"One more Cambodian bus trip ... and we've made it to Vietnam."   Jeff and I were quite excited as we crowded onto a mini-bus and headed off toward our last border crossing in SE Asia.   In a matter of no time (or perhaps it was 5-6 hours, but you lose track of time after one too many pot holes and dust clouds) we were knocking on the doors of Vietnam.   And after much inefficient bureaucracy and health inspection nonsense, they actually let us in.

"Who's land is this anyway?"
Walking between Cambodia and Vietnam.

Vietnam is a communist country.   It's funny how that simple label can create such damaging misconceptions and fears.   In all my travels, I've consistently found one truth ... people are people, wherever they live.   And I'm happy to let you know, the Vietnamese are a friendly people.  

Jeff and I are from a younger generation, a generation that did not experience the war in Vietnam.   So part of our time on this trip was spent learning more about this period of history and hearing the "other" perspective.   We visited the War Remnants Museum, where we were inundated with graphic pictures demonstrating that, yes, death and destruction are the reality of war.   We also visited the Cu Chi tunnels (an elaborate maze of underground tunnels used to conceal rebel armies that supported the north) and the Reunification Palace (the former presidential palace of south Vietnam).

Remnants of a tragedy.

Abandoned US tank above the Cu Chi tunnels.

Most of our time in Vietnam was spent in Ho Chi Minh City, also known as Saigon.   We stayed in the backpacker district in a clean, cheap motel with friendly staff.   This section of the city caters to budget travelers and is full of small restaurants and shops.   Jeff and I made use of the dirt cheap internet cafes, but soon found that it was much faster to just hand deliver the webpages.   But I definitely recommend a one dollar haircut at the Bui Vien barber shop and fruit shakes at the SaSa Cafe ... both high quality operations.   Vietnam has been developing rapidly in the last decade, and Ho Chi Minh is becoming more modern as foreign investment continues to grow.   Jeff and I were quite impressed.

**Data for pointing and labeling**.
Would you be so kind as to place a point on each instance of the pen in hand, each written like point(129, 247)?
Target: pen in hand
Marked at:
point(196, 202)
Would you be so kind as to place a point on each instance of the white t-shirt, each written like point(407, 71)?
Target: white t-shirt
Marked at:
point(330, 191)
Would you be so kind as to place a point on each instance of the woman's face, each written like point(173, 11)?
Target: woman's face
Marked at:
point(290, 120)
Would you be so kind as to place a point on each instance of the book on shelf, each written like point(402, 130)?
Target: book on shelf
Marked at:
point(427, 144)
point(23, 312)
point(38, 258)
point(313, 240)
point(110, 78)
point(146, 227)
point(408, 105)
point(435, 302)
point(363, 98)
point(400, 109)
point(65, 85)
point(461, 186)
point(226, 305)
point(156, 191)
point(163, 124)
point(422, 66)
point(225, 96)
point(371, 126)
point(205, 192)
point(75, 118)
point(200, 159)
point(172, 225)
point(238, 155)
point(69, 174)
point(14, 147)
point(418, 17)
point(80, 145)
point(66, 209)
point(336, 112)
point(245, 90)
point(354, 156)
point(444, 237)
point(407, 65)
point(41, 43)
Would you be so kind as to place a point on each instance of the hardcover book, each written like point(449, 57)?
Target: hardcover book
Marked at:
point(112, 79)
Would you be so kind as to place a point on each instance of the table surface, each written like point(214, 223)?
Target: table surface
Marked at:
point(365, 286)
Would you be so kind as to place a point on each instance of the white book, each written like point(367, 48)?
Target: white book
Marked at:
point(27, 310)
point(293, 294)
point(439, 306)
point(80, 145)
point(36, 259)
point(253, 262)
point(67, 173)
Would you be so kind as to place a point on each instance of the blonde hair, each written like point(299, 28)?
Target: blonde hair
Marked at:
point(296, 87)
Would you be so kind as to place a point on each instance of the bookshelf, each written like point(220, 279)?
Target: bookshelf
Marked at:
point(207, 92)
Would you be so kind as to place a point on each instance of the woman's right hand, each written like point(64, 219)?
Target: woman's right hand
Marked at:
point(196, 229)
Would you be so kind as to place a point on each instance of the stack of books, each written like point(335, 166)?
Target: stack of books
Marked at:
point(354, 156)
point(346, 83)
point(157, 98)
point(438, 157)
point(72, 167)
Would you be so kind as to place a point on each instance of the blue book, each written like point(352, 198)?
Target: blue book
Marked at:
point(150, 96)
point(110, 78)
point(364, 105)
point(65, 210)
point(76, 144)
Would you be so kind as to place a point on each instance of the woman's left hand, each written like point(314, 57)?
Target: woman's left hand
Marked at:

**Aim of the task**. Can you carry on the Vietnam travel post, picking up right after its last sentence? The data is separate material and has no connection to the Vietnam travel post.

**Result of this exercise**.
The backpacker district.

Jeff at a Vietnamese noodle shop.

Warning to potential travelers:   Vietnam is NOT pedestrian friendly.   Like in neighboring Cambodia, motorbikes swarm the roads, engulfing anything before them like killer bees around helpless prey.   Jeff and I spent much of our time wandering the streets of Saigon on foot, and we soon found that in order to cross many streets, you had to simply walk out into the sea of bikes and hope that they would part like water before Moses.   And then there are the buses.   The buses are quite fine ... if you happen to be stone deaf and cannot sustain any further ear damage from the 8 billion decibel horns that all bus drivers feel compelled to sound every 20 feet.

Typical street in Ho Chi Minh.

The sea of bikes.
If they don't kill you, the bus will.

To finish off our time in Southeast Asia, Jeff and I spent a couple of days at Muine beach.   This peaceful resort beach in southern Vietnam was a great place to relax and reflect on the previous five weeks of travel.   We stayed at the Full Moon Beach Resort in a cottage right on the beach.

Muine beach.

Jeff, enjoying the view from the cottage.

Morning at Muine.

The entire trip to Southeast Asia was an extraordinary experience.   As I packed my bags at the end of the journey, memories from the previous five weeks filled my thoughts.   Southeast Asia was no longer a distant, mysterious land.   It's impossible to forget the generosity and friendliness of the people, or the vivid needs of the region.   But for now, it's time to return home.   For now ...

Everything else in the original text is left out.